[Problem]
Transcribe the listing that follows in full, omitting pictures.

[Material for this exercise]
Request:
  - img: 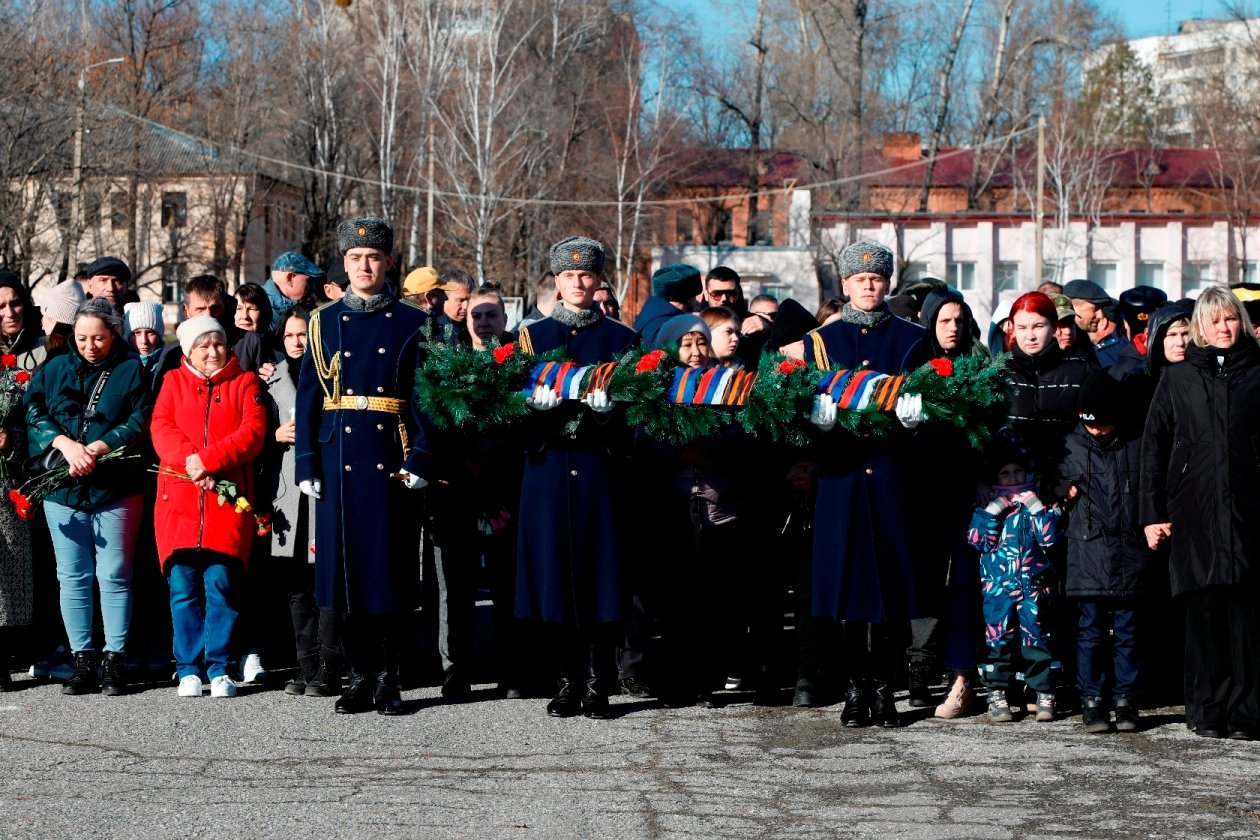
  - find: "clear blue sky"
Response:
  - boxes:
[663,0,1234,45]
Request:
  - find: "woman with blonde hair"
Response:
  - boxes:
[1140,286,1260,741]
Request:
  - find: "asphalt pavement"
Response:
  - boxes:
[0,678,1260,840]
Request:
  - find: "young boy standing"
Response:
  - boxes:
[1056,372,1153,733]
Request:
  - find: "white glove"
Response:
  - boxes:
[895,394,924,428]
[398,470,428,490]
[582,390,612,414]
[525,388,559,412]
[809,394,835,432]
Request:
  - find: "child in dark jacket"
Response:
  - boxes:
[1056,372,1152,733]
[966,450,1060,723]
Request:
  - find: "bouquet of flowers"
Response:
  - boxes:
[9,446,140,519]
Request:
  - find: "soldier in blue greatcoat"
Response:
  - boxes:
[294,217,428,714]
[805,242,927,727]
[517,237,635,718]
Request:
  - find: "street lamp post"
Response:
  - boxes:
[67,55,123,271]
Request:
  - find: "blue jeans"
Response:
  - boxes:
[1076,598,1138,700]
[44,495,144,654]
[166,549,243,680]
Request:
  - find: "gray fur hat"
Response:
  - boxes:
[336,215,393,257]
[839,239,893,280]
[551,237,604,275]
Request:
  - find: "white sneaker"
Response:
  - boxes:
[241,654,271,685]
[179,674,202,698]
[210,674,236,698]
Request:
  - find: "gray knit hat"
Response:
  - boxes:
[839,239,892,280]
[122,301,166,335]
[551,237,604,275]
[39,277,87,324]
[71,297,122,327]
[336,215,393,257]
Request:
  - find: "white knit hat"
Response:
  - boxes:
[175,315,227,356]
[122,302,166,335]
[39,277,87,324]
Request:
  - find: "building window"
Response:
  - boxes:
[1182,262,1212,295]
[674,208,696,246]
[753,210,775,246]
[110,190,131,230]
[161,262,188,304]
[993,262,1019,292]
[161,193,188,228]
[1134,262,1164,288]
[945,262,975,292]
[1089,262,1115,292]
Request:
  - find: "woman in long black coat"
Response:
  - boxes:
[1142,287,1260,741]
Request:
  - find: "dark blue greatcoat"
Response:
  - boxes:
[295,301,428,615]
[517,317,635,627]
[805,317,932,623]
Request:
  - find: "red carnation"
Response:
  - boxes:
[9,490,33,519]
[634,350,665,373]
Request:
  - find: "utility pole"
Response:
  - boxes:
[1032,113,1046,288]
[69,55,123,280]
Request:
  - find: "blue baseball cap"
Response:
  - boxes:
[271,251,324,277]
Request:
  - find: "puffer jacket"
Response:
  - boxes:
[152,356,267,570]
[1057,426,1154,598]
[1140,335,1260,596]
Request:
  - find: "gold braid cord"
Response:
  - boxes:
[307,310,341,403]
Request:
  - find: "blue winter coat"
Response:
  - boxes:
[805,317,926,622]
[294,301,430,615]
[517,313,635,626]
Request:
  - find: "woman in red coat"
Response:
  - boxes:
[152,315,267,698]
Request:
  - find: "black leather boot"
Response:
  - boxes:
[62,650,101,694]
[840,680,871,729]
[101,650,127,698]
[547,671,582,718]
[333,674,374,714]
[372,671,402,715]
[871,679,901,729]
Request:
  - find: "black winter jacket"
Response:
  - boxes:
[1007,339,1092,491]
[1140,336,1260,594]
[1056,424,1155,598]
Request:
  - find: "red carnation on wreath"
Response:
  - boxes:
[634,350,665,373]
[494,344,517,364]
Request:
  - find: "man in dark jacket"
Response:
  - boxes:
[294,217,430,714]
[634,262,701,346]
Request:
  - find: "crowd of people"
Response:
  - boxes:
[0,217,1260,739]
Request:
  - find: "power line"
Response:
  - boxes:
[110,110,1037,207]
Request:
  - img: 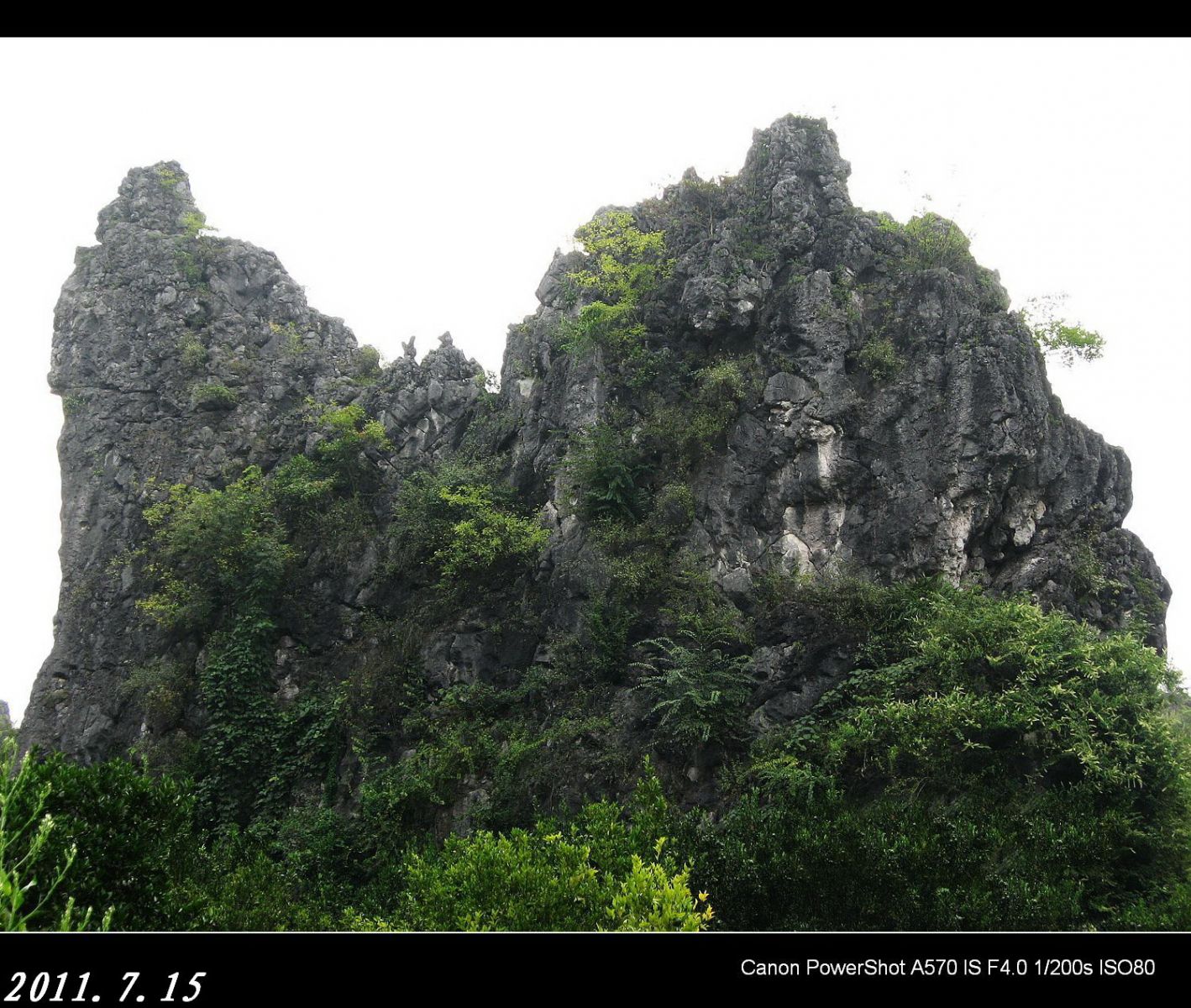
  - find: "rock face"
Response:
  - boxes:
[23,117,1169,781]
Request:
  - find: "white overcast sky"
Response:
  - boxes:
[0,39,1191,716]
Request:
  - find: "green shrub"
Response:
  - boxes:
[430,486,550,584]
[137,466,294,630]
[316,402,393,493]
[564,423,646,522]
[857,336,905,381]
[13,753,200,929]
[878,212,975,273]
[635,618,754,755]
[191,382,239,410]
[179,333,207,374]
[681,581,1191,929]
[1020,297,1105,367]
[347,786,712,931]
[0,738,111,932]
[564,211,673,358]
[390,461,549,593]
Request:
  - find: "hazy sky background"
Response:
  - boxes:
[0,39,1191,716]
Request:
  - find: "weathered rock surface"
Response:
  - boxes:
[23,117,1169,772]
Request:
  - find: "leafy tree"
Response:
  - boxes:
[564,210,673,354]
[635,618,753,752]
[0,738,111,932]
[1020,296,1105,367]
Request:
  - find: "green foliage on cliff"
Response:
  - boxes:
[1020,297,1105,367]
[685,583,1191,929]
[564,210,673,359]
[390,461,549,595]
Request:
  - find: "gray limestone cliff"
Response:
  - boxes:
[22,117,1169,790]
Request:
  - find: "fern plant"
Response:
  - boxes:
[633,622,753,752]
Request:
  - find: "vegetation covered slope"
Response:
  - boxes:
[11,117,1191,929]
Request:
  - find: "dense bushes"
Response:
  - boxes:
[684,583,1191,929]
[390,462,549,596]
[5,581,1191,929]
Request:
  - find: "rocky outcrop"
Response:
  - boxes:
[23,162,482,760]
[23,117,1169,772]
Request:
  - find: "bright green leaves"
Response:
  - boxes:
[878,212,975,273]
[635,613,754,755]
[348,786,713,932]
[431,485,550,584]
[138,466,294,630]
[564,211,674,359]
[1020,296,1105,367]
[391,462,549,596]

[Solution below]
Request:
  - img: 
  - find: "clear blue sky"
Response:
  - boxes:
[663,0,1234,45]
Request:
  - find: "woman with blonde hair"
Response:
  - boxes:
[1140,286,1260,741]
Request:
  - find: "asphalt pavement"
Response:
  - boxes:
[0,678,1260,840]
Request:
  - find: "young boy standing"
Response:
  - boxes:
[1056,372,1153,733]
Request:
  - find: "white glove"
Response:
  - boxes:
[895,394,924,428]
[398,470,428,490]
[582,390,612,414]
[525,388,559,412]
[809,394,835,432]
Request:
  - find: "child in dark jacket"
Response:
  - boxes:
[1056,372,1152,733]
[966,450,1060,723]
Request:
  - find: "bouquet of flowers"
Response:
  - boxes:
[9,446,140,519]
Request:
  - find: "soldier in blue greatcoat"
Response:
  - boxes:
[294,217,428,714]
[805,242,927,727]
[517,237,635,718]
Request:
  - find: "street lamp post"
Response:
  - boxes:
[67,55,123,271]
Request:
  - find: "blue jeans"
Response:
  - boxes:
[1076,598,1138,700]
[44,495,144,654]
[166,549,243,680]
Request:
  - find: "gray fur hat"
Response:
  - boxes:
[336,215,393,257]
[839,239,893,280]
[551,237,604,275]
Request:
  - find: "white sneaker"
Response:
  - boxes:
[241,654,271,685]
[179,674,202,698]
[210,674,236,698]
Request:
  - find: "gray knit hat"
Response:
  - boxes:
[839,239,892,280]
[122,301,166,335]
[551,237,604,275]
[39,277,87,324]
[71,297,122,327]
[336,215,393,257]
Request:
  - find: "white knit hat"
Response:
  - boxes:
[175,315,227,356]
[122,302,166,335]
[39,277,87,324]
Request:
  - find: "building window"
Response:
  - boxes:
[1182,262,1212,295]
[674,208,696,246]
[753,210,775,246]
[110,190,131,230]
[161,262,188,304]
[993,262,1019,292]
[161,193,188,228]
[1134,262,1164,288]
[945,262,975,292]
[1089,262,1115,292]
Request:
  - find: "woman in long black coat"
Response:
  - boxes:
[1142,287,1260,741]
Request:
  - find: "dark blue greatcoat"
Response:
  - boxes:
[295,301,428,615]
[517,317,635,627]
[805,317,932,623]
Request:
  - find: "red carnation"
Response:
  - boxes:
[9,490,33,519]
[634,350,665,373]
Request:
  - find: "utility pole"
Response:
  - boxes:
[1032,113,1046,288]
[69,55,123,280]
Request:
  - find: "blue baseball cap"
Response:
  - boxes:
[271,251,324,277]
Request:
  - find: "puffer jacket"
Response:
  - boxes:
[152,356,267,570]
[1057,426,1154,598]
[1140,335,1260,596]
Request:
  - find: "gold braid cord"
Response:
  - boxes:
[307,310,341,403]
Request:
  - find: "blue winter coat"
Response:
  - boxes:
[805,317,926,622]
[294,301,430,615]
[517,313,635,626]
Request:
  - find: "woman in red coat"
Response:
  - boxes:
[152,315,267,698]
Request:
  - find: "black leather boot"
Response:
  - boxes:
[62,650,101,694]
[840,680,871,729]
[101,650,127,698]
[547,671,582,718]
[333,674,374,714]
[372,671,402,715]
[871,679,901,729]
Request:
  - find: "black winter jacket"
Response:
  - boxes:
[1007,339,1092,491]
[1140,336,1260,594]
[1056,424,1155,598]
Request:
  - find: "red carnation on wreath"
Response:
  - boxes:
[634,350,665,373]
[494,344,517,364]
Request:
  - find: "man in dark jacket"
Response:
  - boxes:
[294,217,430,714]
[634,262,701,346]
Request:
  - find: "crowd of people"
Response:
  - boxes:
[0,217,1260,739]
Request:
  - find: "power line"
Response:
  - boxes:
[110,110,1037,207]
Request:
  - img: 
  - find: "rock face"
Response:
  - boxes:
[23,117,1169,781]
Request:
  - find: "white overcast sky"
Response:
  - boxes:
[0,39,1191,716]
Request:
  - find: "green shrub"
Response:
  - boxes:
[430,486,550,584]
[137,466,294,630]
[316,402,393,493]
[564,423,646,522]
[857,336,905,381]
[13,753,200,929]
[878,212,975,273]
[635,618,754,755]
[191,382,239,410]
[179,333,207,374]
[681,581,1191,929]
[1020,297,1105,367]
[347,786,712,931]
[0,738,111,932]
[564,211,673,358]
[390,461,549,593]
Request:
  - find: "hazy sky background"
Response:
  - boxes:
[0,39,1191,716]
Request:
  - find: "weathered rock surface"
Response:
  - boxes:
[23,117,1169,772]
Request:
  - find: "leafy tree"
Response:
  - boxes:
[564,210,673,354]
[635,618,753,752]
[0,738,111,932]
[1020,296,1105,367]
Request:
  - find: "green foliage on cliff"
Response:
  - boxes:
[1020,297,1105,367]
[685,583,1191,929]
[564,210,673,359]
[390,461,549,595]
Request:
  - find: "gray limestone cliff"
Response:
  - boxes:
[22,117,1169,790]
Request:
  - find: "fern plant"
Response:
  - boxes:
[633,622,753,752]
Request:
  - find: "vegetation covered slope"
Response:
  - boxes:
[11,117,1191,929]
Request:
  - find: "dense bushes"
Response:
  - boxes:
[684,583,1191,929]
[390,462,549,596]
[5,581,1191,929]
Request:
  - find: "rocky outcrop"
Response:
  - boxes:
[23,162,482,760]
[23,117,1169,772]
Request:
  - find: "bright green leaves"
Response:
  - boxes:
[878,212,975,273]
[635,613,754,755]
[348,786,713,932]
[431,485,550,584]
[138,466,294,630]
[564,211,674,359]
[1020,296,1105,367]
[391,462,549,596]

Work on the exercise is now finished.